— What this task involves —
Copy out each of the records below word for word, changing nothing.

Pointing dataset excerpts
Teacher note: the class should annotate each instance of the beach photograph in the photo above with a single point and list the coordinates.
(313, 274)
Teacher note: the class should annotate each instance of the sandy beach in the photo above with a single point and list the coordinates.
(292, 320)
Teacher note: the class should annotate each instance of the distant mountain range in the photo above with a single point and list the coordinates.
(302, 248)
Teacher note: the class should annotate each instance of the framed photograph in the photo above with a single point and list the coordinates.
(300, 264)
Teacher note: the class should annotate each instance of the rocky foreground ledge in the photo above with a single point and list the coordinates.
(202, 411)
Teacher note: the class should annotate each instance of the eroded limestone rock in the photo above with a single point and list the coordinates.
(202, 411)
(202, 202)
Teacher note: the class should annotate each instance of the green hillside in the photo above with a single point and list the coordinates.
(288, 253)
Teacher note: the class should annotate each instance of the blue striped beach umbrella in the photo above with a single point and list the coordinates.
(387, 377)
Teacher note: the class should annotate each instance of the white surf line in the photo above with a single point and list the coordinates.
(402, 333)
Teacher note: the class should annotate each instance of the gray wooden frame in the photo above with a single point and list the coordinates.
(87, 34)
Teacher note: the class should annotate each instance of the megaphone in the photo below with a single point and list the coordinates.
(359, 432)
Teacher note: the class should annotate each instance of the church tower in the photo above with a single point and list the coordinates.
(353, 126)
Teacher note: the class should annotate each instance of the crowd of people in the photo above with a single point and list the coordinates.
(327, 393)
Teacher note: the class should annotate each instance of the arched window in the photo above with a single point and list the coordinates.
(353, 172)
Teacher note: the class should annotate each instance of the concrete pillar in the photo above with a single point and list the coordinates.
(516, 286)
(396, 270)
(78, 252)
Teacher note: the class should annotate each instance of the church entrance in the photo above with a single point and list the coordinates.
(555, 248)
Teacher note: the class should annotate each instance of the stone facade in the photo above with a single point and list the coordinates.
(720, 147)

— Expected answer —
Teacher note: the class should annotate each instance of the beach photograph in the photo above with a single point and list the coordinates.
(313, 274)
Teacher note: the class should annotate each instance of the sandy beach in the photo above with a single point and list the coordinates.
(292, 320)
Teacher note: the class should annotate each instance of the distant mountain range in the photo above with a single point and list the coordinates.
(302, 248)
Teacher note: the class should annotate each instance of the framed photograph in the photo above with a single point and list the coordinates.
(300, 264)
Teacher note: the class should annotate each instance of the rocky foreground ledge in the photo above with a single point and list the coordinates.
(202, 411)
Teacher note: the class should annotate each instance of the eroded limestone rock in the photo above with a single point and list the coordinates.
(202, 411)
(202, 202)
Teacher note: the class should annotate each instance of the green hillside in the photo above with a single point and list the coordinates.
(288, 253)
Teacher note: the class should annotate each instance of the blue striped beach umbrella in the photo above with a single point and list the coordinates.
(387, 377)
Teacher note: the class should annotate each instance of the white surf line in the photo above with a single point and list the coordinates.
(402, 333)
Teacher note: the class should annotate each instance of the gray wooden frame in the photo above with a single point and list the coordinates.
(87, 34)
Teacher note: the class should annotate each instance of the megaphone in the photo below with a single point and list the coordinates.
(359, 432)
Teacher note: the class should annotate each instance of the church tower in the photo above with a single point and list the coordinates.
(353, 126)
Teacher note: the class should annotate each instance of the crowd of people in the photo above with a single point and list the coordinates.
(327, 393)
Teacher note: the class should annotate each instance of the arched window in the photo above with a single point and list the coordinates.
(353, 172)
Teacher note: the class should annotate each instance of the concrete pillar in the photo above with a single point and list the coordinates.
(516, 286)
(396, 270)
(78, 252)
Teacher note: the class should annotate each instance of the church entrance in the photo above with a single point and list the coordinates.
(555, 248)
Teacher note: the class should annotate each instance of the stone facade in the photo above with a single point and list the coordinates.
(720, 147)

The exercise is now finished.